- **Task instructions**: From the line containing "Where can you find the maroon" through the last line of the data, return those lines exactly as written and nothing more.
>> START Input rows
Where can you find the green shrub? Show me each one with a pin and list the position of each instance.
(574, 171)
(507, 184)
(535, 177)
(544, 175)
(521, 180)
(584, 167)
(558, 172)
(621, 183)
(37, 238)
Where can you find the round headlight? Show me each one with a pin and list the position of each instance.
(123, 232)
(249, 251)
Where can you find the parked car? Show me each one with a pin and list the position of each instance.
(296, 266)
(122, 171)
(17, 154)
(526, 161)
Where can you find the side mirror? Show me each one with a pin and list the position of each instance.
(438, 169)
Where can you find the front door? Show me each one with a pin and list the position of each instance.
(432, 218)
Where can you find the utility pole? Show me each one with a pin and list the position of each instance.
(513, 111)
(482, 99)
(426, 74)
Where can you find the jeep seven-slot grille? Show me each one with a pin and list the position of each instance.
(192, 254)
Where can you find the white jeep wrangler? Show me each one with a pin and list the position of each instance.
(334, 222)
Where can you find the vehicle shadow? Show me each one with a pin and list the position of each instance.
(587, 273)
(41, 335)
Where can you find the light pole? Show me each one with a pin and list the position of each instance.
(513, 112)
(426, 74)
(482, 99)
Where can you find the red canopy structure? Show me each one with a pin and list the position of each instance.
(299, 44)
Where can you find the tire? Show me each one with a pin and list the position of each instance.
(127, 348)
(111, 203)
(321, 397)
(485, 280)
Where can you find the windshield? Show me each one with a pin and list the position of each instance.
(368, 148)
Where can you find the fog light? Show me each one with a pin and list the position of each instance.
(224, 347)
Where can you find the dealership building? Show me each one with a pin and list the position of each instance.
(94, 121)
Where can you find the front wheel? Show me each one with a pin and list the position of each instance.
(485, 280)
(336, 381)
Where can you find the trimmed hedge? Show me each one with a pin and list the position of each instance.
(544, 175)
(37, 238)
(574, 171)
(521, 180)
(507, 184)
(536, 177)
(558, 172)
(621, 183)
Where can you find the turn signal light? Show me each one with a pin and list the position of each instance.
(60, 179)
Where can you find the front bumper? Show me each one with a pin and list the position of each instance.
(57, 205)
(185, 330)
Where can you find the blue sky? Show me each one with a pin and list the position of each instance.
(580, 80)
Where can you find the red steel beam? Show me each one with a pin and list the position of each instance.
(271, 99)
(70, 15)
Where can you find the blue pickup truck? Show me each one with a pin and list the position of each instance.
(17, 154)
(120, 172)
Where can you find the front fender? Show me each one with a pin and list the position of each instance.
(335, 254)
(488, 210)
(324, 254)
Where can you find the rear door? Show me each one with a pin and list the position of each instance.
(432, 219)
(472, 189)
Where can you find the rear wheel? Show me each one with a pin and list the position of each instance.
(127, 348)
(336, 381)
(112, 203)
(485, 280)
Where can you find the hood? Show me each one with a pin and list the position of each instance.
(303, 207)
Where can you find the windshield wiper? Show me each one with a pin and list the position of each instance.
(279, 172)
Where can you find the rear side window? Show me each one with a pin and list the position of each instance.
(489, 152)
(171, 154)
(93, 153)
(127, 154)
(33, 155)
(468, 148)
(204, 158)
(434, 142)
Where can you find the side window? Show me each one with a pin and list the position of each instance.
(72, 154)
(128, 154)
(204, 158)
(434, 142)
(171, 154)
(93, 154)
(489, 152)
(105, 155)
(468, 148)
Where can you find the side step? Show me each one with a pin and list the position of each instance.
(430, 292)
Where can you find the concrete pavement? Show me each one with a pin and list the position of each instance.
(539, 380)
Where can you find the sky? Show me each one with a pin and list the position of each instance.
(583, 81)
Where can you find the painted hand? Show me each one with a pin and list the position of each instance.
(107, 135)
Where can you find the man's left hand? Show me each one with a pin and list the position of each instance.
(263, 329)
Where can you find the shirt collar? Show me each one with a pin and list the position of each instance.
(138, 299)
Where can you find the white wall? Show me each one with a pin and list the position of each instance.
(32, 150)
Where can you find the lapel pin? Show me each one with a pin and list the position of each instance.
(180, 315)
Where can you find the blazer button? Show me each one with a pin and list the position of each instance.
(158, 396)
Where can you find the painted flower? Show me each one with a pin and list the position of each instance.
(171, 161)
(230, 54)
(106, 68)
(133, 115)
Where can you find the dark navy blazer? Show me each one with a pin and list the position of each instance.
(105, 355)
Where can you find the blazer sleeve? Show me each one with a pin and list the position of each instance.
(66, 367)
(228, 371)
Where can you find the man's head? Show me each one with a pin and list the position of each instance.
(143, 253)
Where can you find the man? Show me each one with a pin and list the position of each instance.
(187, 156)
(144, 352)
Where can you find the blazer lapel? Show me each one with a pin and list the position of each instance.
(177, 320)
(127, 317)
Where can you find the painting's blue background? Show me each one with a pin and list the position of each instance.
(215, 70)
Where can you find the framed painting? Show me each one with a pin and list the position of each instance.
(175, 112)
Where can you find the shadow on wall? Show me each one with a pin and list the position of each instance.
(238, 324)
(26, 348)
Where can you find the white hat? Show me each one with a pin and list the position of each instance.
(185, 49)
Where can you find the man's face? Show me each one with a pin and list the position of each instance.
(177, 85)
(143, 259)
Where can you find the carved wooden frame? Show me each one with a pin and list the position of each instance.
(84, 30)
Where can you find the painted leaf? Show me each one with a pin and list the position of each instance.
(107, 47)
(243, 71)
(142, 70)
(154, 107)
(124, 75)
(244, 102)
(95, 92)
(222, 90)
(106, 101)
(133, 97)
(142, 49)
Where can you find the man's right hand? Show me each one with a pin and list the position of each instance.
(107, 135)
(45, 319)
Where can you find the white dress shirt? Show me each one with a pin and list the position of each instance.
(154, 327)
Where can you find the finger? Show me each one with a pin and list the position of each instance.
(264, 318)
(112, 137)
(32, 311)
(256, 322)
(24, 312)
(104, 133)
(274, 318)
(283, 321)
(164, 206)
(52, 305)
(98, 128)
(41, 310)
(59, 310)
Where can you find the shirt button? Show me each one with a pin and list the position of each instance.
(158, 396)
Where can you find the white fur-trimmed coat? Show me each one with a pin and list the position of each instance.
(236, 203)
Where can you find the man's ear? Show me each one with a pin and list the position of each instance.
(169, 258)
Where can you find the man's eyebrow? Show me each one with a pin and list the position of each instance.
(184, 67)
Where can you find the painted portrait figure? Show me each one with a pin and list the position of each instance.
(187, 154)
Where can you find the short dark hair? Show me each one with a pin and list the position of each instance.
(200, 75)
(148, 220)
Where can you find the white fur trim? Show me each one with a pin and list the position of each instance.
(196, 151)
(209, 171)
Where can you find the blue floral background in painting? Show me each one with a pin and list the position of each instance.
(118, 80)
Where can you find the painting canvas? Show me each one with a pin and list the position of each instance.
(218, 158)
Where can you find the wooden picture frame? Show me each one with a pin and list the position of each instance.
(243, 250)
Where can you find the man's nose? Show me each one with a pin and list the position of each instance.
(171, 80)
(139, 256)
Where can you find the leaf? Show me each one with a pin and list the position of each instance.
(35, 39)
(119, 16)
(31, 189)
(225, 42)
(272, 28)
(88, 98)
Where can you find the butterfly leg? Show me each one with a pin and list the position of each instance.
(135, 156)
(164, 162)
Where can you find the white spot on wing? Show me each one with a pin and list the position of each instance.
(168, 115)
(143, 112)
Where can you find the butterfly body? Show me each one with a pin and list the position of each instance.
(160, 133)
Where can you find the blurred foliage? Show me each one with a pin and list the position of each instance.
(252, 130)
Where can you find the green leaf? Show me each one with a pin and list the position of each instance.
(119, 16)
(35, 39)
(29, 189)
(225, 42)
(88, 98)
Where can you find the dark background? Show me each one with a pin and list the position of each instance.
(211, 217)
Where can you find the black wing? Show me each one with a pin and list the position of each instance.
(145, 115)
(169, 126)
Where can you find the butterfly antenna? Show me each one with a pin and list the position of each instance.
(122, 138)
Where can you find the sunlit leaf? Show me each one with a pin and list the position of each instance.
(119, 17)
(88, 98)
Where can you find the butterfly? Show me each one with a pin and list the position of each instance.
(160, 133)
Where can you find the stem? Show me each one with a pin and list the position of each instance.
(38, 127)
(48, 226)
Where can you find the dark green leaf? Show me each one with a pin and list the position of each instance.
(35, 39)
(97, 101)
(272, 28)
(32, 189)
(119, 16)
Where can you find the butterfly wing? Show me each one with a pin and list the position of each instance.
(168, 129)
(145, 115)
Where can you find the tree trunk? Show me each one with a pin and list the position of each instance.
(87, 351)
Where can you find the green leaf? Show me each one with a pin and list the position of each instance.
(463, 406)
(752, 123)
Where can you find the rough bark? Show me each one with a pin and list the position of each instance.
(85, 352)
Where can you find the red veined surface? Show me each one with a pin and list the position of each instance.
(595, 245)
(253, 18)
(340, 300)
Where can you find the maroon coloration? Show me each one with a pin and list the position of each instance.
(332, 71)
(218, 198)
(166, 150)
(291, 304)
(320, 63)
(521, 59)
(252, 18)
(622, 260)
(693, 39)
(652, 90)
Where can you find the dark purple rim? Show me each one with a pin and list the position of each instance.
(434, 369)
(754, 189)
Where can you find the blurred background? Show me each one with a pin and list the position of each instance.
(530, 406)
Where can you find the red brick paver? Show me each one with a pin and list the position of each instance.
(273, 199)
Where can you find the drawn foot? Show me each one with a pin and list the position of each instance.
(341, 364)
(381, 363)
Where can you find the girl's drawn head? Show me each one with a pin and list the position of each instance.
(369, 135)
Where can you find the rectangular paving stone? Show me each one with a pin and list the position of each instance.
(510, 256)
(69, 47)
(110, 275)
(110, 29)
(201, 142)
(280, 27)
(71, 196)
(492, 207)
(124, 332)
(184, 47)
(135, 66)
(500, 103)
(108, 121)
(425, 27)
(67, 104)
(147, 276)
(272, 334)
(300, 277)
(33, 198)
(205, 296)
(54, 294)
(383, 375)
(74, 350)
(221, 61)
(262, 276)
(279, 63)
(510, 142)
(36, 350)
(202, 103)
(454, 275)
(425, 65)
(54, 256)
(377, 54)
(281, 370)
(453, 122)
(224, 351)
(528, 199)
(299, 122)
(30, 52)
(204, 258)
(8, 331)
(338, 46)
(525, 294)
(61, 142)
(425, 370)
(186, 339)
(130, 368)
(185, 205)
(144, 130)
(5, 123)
>> END Input rows
- **Response**:
Where can you find the maroon coloration? Show me each one with a pin and list the position of each instance.
(332, 71)
(218, 198)
(166, 150)
(291, 304)
(320, 63)
(521, 59)
(252, 18)
(622, 260)
(693, 39)
(652, 90)
Where can you find the dark purple rim? Show me each one with a pin and list the position of each instance.
(434, 369)
(754, 189)
Where can you find the blurred background? Show me each one with a pin and list the position of each instance.
(530, 406)
Where can you find the red brick paver? Show me each one with a pin and list the position of each instance.
(273, 199)
Where can you find the drawn foot? Show me each one with a pin and list the position of each instance.
(341, 364)
(381, 363)
Where can you find the girl's drawn head? Show me each one with a pin and list the position of each instance.
(369, 135)
Where can you find the rectangular paving stone? Show me each one with a pin and list the position of each instance.
(510, 256)
(69, 47)
(110, 275)
(110, 29)
(201, 142)
(280, 27)
(71, 196)
(492, 207)
(124, 332)
(184, 47)
(135, 66)
(500, 103)
(108, 121)
(425, 27)
(67, 104)
(147, 276)
(272, 334)
(300, 277)
(33, 198)
(205, 296)
(54, 294)
(383, 375)
(74, 350)
(221, 61)
(262, 276)
(279, 63)
(510, 142)
(36, 350)
(202, 103)
(454, 275)
(425, 65)
(54, 256)
(377, 54)
(281, 370)
(453, 122)
(224, 351)
(528, 199)
(299, 122)
(30, 52)
(204, 258)
(8, 331)
(338, 46)
(525, 294)
(61, 142)
(425, 370)
(186, 339)
(130, 368)
(185, 205)
(144, 130)
(5, 123)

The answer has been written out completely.